§ What the task asks:
Copy the records from the line containing "Q: Point to the gold" through the end of the records, substituting "gold bangle" for "gold bracelet" and leaving everything else unchanged.

Collected data entries
_ _ _ _ _ _ _

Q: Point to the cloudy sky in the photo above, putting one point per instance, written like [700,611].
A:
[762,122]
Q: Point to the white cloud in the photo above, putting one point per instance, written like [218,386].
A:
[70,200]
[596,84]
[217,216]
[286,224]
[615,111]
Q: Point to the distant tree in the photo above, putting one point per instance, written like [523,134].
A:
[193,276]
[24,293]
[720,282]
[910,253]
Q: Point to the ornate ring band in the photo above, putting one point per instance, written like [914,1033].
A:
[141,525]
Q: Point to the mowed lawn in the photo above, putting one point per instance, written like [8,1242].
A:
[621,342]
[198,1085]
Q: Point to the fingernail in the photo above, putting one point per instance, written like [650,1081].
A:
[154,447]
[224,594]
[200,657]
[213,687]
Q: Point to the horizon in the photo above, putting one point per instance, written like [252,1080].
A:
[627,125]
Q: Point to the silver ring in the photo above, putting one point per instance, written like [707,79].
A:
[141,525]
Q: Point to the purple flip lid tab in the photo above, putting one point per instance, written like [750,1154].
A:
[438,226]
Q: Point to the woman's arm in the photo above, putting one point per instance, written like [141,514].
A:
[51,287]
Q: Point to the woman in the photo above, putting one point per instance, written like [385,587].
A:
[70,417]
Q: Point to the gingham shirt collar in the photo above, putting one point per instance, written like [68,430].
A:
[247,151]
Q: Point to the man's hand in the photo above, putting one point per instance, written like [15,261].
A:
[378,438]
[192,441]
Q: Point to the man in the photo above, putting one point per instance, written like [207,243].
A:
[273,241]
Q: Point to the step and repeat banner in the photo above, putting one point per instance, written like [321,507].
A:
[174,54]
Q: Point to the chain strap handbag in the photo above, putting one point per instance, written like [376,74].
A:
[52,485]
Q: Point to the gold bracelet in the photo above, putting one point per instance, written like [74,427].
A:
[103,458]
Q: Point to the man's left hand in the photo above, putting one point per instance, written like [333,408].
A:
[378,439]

_ _ _ _ _ _ _

§ Complete output:
Q: Point to the gold bangle in the photo above, putting one point per instance, written like [74,427].
A:
[103,458]
Q: Point to the man's left hand in the photo above, putting one point per instance, written like [333,408].
A:
[378,439]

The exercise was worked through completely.